---- Record extracts
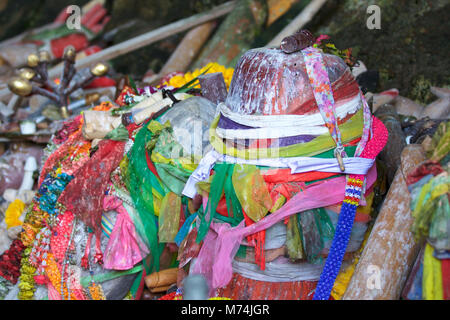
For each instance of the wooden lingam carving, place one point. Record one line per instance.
(34, 79)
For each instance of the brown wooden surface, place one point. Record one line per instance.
(391, 246)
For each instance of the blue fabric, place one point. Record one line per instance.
(337, 251)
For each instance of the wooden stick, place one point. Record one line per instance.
(302, 19)
(150, 37)
(277, 8)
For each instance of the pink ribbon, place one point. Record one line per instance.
(124, 248)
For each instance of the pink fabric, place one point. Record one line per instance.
(124, 248)
(222, 242)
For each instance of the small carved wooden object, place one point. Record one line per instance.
(298, 41)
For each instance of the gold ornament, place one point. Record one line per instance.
(100, 69)
(70, 53)
(27, 73)
(44, 56)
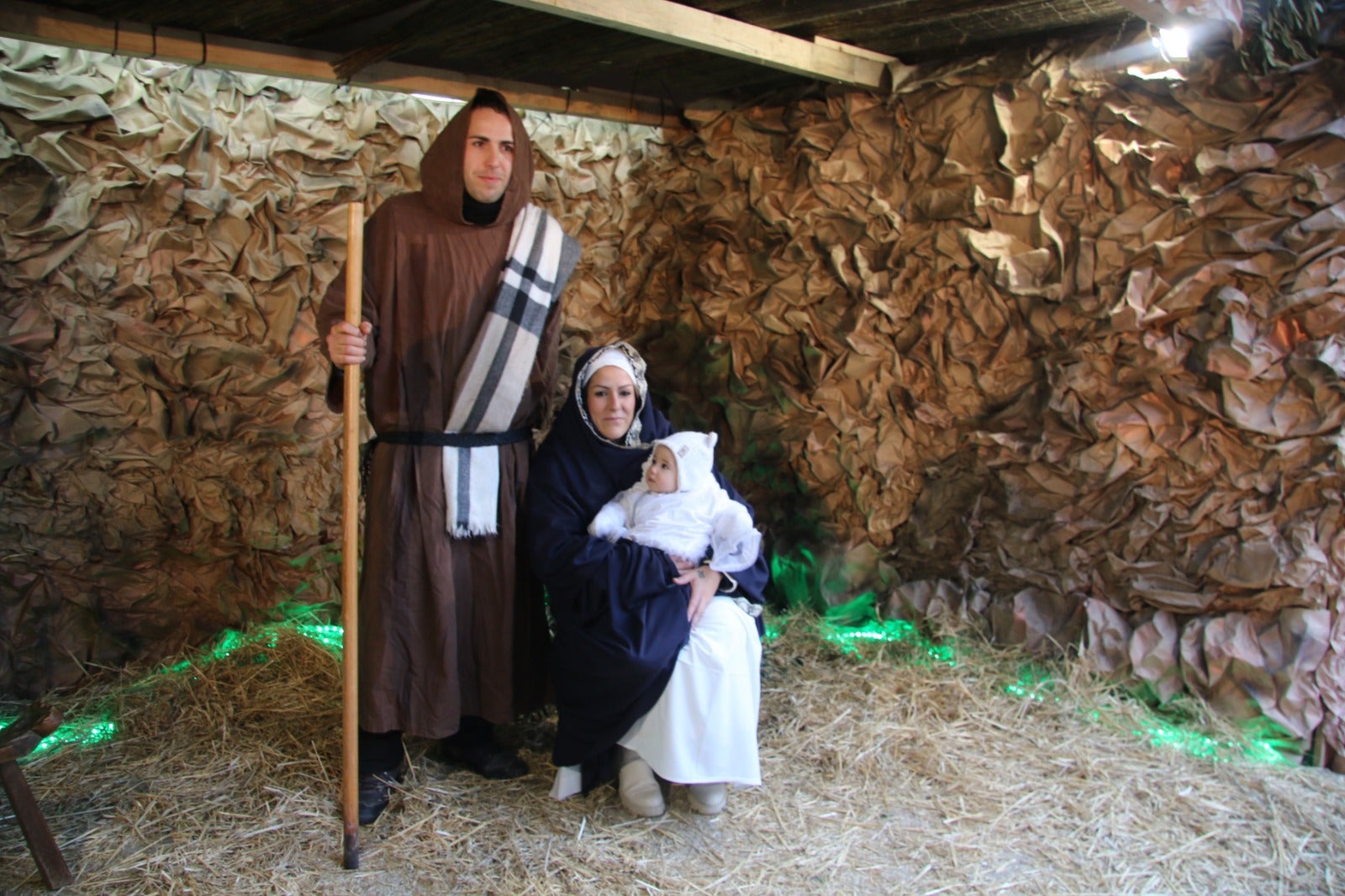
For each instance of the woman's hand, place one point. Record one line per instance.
(349, 345)
(704, 582)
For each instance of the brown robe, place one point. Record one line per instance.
(447, 627)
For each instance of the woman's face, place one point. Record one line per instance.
(609, 397)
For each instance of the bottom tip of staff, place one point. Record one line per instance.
(350, 851)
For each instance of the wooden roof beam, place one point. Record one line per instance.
(65, 29)
(701, 30)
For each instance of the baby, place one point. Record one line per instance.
(679, 508)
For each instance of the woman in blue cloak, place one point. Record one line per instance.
(656, 662)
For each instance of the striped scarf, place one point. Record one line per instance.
(493, 378)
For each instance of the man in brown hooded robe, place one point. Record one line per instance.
(451, 640)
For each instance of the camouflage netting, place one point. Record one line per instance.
(167, 461)
(1053, 351)
(1029, 343)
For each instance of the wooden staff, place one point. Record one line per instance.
(350, 551)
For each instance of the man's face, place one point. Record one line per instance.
(662, 474)
(488, 161)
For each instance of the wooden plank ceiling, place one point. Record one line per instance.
(654, 57)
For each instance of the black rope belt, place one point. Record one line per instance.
(439, 439)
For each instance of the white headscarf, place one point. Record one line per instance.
(623, 356)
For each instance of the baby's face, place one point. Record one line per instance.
(662, 472)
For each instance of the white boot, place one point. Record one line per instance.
(708, 799)
(641, 791)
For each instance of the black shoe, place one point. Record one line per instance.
(486, 757)
(376, 791)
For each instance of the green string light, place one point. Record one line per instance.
(851, 627)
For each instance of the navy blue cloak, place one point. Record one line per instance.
(619, 618)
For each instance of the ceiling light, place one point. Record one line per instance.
(1174, 44)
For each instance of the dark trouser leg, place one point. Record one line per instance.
(380, 752)
(474, 746)
(381, 764)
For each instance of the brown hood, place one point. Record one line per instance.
(441, 170)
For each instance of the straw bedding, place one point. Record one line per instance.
(884, 774)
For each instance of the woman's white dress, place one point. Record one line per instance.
(704, 727)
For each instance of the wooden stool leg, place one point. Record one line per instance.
(35, 830)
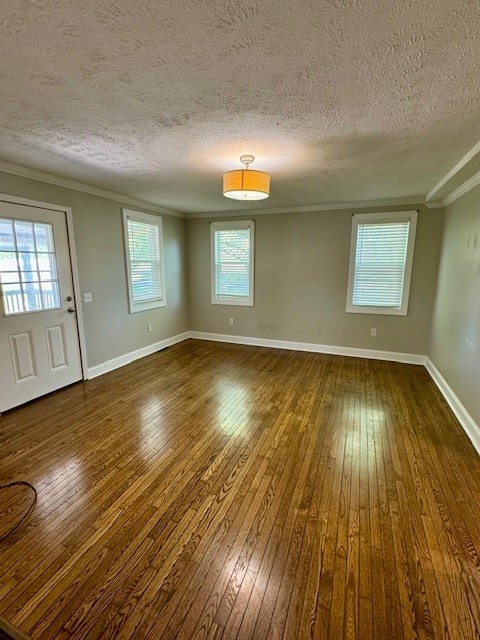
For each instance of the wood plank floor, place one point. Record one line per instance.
(224, 491)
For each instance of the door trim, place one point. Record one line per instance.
(67, 211)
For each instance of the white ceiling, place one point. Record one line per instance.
(340, 100)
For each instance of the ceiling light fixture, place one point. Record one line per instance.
(246, 184)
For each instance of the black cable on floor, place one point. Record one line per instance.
(20, 483)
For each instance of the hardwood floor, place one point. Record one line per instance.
(222, 491)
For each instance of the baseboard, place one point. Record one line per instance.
(468, 424)
(115, 363)
(374, 354)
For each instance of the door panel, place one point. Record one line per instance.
(57, 352)
(39, 345)
(23, 358)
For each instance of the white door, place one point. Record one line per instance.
(39, 344)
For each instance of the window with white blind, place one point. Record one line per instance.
(381, 259)
(144, 258)
(232, 255)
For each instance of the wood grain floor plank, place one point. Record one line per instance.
(231, 492)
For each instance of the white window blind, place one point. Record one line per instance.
(381, 262)
(144, 261)
(232, 263)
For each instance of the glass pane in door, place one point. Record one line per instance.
(28, 268)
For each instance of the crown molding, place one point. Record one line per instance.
(462, 189)
(435, 204)
(67, 183)
(464, 161)
(332, 206)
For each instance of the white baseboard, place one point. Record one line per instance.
(468, 424)
(465, 419)
(374, 354)
(115, 363)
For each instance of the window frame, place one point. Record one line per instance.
(232, 300)
(150, 219)
(376, 218)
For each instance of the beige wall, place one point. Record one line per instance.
(110, 329)
(455, 336)
(301, 275)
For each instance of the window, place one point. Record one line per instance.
(232, 254)
(381, 258)
(28, 269)
(145, 265)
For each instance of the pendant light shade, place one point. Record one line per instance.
(246, 184)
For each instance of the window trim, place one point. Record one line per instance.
(146, 218)
(393, 216)
(232, 300)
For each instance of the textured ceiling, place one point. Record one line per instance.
(340, 100)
--------
Problem requirements: Every line of the data should be copied as it stands, without the images.

Problem solution:
For each instance of the wooden lingam carving, place one point. Record one line per instance.
(34, 79)
For each instance of the brown wooden surface, place one point. Record one line per instance.
(391, 246)
For each instance of the blue fabric, place one point. Record one line per instance.
(337, 251)
For each instance of the wooden stick, place one point. Record one line per instance.
(302, 19)
(150, 37)
(277, 8)
For each instance of the pink ribbon, place one point. Record one line per instance.
(124, 248)
For each instance of the pink fabric, place one point. Record one line per instance.
(124, 248)
(222, 242)
For each instance of the small carved wooden object, place one point. Record one line per instance.
(298, 41)
For each instance of the gold ornament, place one point. Record one line per instance.
(100, 69)
(70, 53)
(27, 73)
(44, 56)
For each instance of the woman's hand, place one point. Record one line per instance.
(349, 345)
(704, 582)
For each instance of the brown robe, place one point. Record one line per instance.
(447, 627)
For each instance of the woman's face, place one point. Record one line per instance.
(609, 397)
For each instance of the bottom tip of staff, place one point. Record one line per instance.
(350, 851)
For each instance of the wooden roof beam, place one point. Record one line per instance.
(65, 29)
(701, 30)
For each instance of the baby, place one point. Record one line per instance.
(679, 508)
For each instance of the woman in blue cloak, place one point. Record one line per instance.
(656, 662)
For each instance of the striped scarf, place one point. Record one line per instance.
(493, 378)
For each instance of the man in brown hooded robe, place one point. Record one line per instance.
(451, 640)
For each instance of the camouflage netting, place one point. Record one line per instance.
(167, 461)
(1053, 351)
(1029, 343)
For each instance of the wooden staff, place one point. Record one line per instance.
(350, 551)
For each instance of the man's face, place one point. Record one line per instance.
(662, 474)
(488, 161)
For each instance of the wooden plank ceiling, place one point. Record one line per instance.
(654, 57)
For each instance of the black rope belt, place one point. Record one line per instance.
(439, 439)
For each instance of the white headscarf, place one point. Record one line per instance.
(623, 356)
For each instance of the baby's face, place one point. Record one line per instance.
(662, 472)
For each instance of the white boot, place one point. Record one line per instance.
(708, 799)
(641, 791)
For each instance of the black shoe, place one point. Record one line per instance.
(486, 757)
(376, 791)
For each instance of the green string light, place one point. Record one line per instance.
(851, 627)
For each instance of the navy blue cloak, place one point. Record one line per instance.
(619, 618)
For each instance of the ceiling light, place one point. Record one line per instance.
(1174, 44)
For each instance of the dark trouser leg, place one point. Record one line per instance.
(380, 752)
(474, 746)
(381, 764)
For each instance of the brown hood, place one point. Record one line per instance.
(441, 170)
For each instance of the straw bedding, place one point. Record one line per instance.
(884, 774)
For each instance of the woman's white dress, place one point. Record one line per instance.
(704, 727)
For each instance of the wooden stool leg, place one point. Record one line per instance.
(35, 830)
For each instance of the wood plank floor, place one point. Record one line per instance.
(224, 491)
For each instance of the door trim, place one point. Record one line per instance.
(67, 211)
For each instance of the white ceiling, place one point. Record one line per instance.
(340, 100)
For each instance of the ceiling light fixture, place one point. Record one line per instance.
(246, 184)
For each instance of the black cable on floor, place one point. Record one line per instance.
(20, 483)
For each instance of the hardwood floor, place one point. Record one line per instance.
(222, 491)
For each instance of the baseboard, place one point. Record one line per instance.
(468, 424)
(115, 363)
(374, 354)
For each instance of the door panel, place one point. Record one line per instance.
(57, 352)
(39, 345)
(23, 358)
For each instance of the white door, place one point. Record one line per instance.
(39, 344)
For each instance of the window with white blind, place one point. Record one line per instance.
(381, 259)
(144, 258)
(232, 255)
For each instance of the wood grain floor plank, place one point. Record one line per instance.
(231, 492)
For each instance of the white window blind, place one point. Record one line per instance.
(381, 262)
(144, 261)
(232, 263)
For each instance of the glass pane in door, place one point. Record one line per instance.
(28, 268)
For each instance of the crown molding, place one point. Record one line per instance.
(462, 189)
(435, 204)
(67, 183)
(464, 161)
(332, 206)
For each instance of the white baseboard, place one point. Record one line per instance.
(468, 424)
(465, 419)
(374, 354)
(115, 363)
For each instance of the window frame, place one point. Record one line per instance.
(232, 300)
(150, 219)
(376, 218)
For each instance of the beige wall, place one point. Record one line per instance.
(110, 329)
(455, 336)
(301, 275)
For each instance of the window, place one point. Record one line per instance.
(232, 254)
(381, 258)
(28, 269)
(145, 265)
For each instance of the pendant light shade, place one point. Record one line per instance.
(246, 184)
For each instance of the window trim, place one point. Record one line per instance.
(146, 218)
(393, 216)
(232, 300)
For each instance of the textured ceiling, place one point. Record one line per instance.
(340, 100)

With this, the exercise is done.